Short task: Leave the pictures out, and retype all of the material exactly as written.

Records for the exercise:
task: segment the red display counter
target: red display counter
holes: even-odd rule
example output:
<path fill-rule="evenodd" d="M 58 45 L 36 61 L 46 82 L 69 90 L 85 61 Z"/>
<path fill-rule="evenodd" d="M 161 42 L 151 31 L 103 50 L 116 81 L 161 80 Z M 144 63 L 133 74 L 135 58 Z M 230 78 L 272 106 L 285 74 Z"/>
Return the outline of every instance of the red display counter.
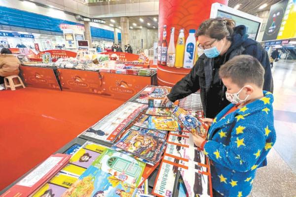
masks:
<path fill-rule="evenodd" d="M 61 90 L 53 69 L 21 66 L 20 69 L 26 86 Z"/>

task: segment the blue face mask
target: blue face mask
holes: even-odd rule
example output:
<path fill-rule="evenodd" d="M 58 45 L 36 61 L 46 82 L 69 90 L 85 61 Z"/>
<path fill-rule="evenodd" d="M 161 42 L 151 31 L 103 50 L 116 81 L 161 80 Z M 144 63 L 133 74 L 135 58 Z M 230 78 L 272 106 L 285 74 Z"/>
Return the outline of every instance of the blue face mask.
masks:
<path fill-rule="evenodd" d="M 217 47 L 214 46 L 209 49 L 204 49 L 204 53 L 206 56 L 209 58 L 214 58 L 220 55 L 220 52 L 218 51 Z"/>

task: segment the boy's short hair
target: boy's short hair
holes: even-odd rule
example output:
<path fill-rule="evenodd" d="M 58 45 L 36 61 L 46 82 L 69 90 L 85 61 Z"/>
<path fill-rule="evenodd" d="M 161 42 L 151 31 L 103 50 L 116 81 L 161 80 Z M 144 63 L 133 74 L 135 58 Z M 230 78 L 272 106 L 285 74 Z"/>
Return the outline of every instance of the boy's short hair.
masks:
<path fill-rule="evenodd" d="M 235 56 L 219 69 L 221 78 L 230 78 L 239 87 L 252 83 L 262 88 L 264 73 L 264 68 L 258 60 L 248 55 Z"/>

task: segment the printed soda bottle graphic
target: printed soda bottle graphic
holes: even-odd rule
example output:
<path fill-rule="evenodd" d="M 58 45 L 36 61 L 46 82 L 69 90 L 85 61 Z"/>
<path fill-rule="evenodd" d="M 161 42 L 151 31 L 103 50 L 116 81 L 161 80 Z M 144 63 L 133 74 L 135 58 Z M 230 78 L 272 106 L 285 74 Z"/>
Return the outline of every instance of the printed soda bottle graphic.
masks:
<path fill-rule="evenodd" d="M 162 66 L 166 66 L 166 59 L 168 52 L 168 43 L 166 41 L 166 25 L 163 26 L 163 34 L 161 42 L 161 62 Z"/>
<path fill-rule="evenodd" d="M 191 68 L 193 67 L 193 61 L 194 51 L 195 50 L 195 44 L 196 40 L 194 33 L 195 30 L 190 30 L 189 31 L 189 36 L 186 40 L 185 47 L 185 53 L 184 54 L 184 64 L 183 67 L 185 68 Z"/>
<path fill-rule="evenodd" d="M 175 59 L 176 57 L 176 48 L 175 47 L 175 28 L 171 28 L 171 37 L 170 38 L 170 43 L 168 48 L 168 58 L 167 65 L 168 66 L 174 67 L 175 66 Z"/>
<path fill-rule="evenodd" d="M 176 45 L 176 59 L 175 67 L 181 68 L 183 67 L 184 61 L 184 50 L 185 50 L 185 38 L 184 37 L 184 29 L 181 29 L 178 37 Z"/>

Task output:
task: segment the red display counter
target: red display counter
holes: even-odd rule
example output:
<path fill-rule="evenodd" d="M 58 45 L 36 61 L 46 82 L 69 90 L 85 61 Z"/>
<path fill-rule="evenodd" d="M 161 42 L 151 31 L 103 50 L 116 81 L 161 80 Z M 144 63 L 133 74 L 135 58 Z M 230 78 L 272 106 L 285 74 Z"/>
Return the outline of every instance of the red display counter.
masks:
<path fill-rule="evenodd" d="M 61 90 L 53 69 L 21 66 L 20 69 L 26 86 Z"/>

task: segment the blue face mask
target: blue face mask
holes: even-odd rule
example output:
<path fill-rule="evenodd" d="M 58 45 L 36 61 L 46 82 L 69 90 L 85 61 Z"/>
<path fill-rule="evenodd" d="M 161 42 L 151 31 L 103 50 L 116 81 L 161 80 Z M 144 63 L 133 74 L 135 58 Z M 230 78 L 272 106 L 285 74 Z"/>
Return the outline of every instance of the blue face mask.
masks:
<path fill-rule="evenodd" d="M 217 47 L 214 46 L 209 49 L 204 49 L 204 53 L 206 56 L 209 58 L 214 58 L 220 55 L 220 52 L 218 51 Z"/>

task: segment the boy's short hair
target: boy's short hair
holes: even-odd rule
example output:
<path fill-rule="evenodd" d="M 58 45 L 36 61 L 46 82 L 69 90 L 85 61 Z"/>
<path fill-rule="evenodd" d="M 161 42 L 151 31 L 103 50 L 116 81 L 161 80 Z M 144 63 L 133 74 L 135 58 Z M 230 78 L 272 106 L 285 74 Z"/>
Return the outline of every instance of the boy's short hair.
masks:
<path fill-rule="evenodd" d="M 235 56 L 219 69 L 221 78 L 230 78 L 239 87 L 252 83 L 262 88 L 264 73 L 264 68 L 258 60 L 248 55 Z"/>

task: segment the printed soda bottle graphic
target: printed soda bottle graphic
holes: even-odd rule
example output:
<path fill-rule="evenodd" d="M 58 45 L 36 61 L 46 82 L 69 90 L 85 61 Z"/>
<path fill-rule="evenodd" d="M 161 42 L 151 31 L 103 50 L 116 81 L 161 80 Z M 144 63 L 133 74 L 135 58 Z M 230 78 L 272 106 L 285 74 Z"/>
Return the outline of every instance of the printed soda bottle graphic.
masks:
<path fill-rule="evenodd" d="M 162 66 L 166 66 L 166 59 L 168 52 L 168 43 L 166 41 L 166 25 L 163 26 L 163 34 L 161 42 L 161 62 Z"/>
<path fill-rule="evenodd" d="M 191 68 L 193 67 L 193 61 L 194 51 L 195 50 L 195 44 L 196 40 L 194 33 L 195 30 L 190 30 L 189 31 L 189 36 L 186 40 L 185 47 L 185 53 L 184 54 L 184 64 L 183 67 L 185 68 Z"/>
<path fill-rule="evenodd" d="M 175 59 L 176 57 L 176 48 L 175 47 L 175 28 L 171 28 L 171 37 L 170 38 L 170 43 L 168 48 L 168 58 L 167 65 L 168 66 L 174 67 L 175 66 Z"/>
<path fill-rule="evenodd" d="M 176 45 L 176 59 L 175 67 L 181 68 L 183 67 L 184 61 L 184 50 L 185 50 L 185 38 L 184 37 L 184 29 L 181 29 L 178 37 Z"/>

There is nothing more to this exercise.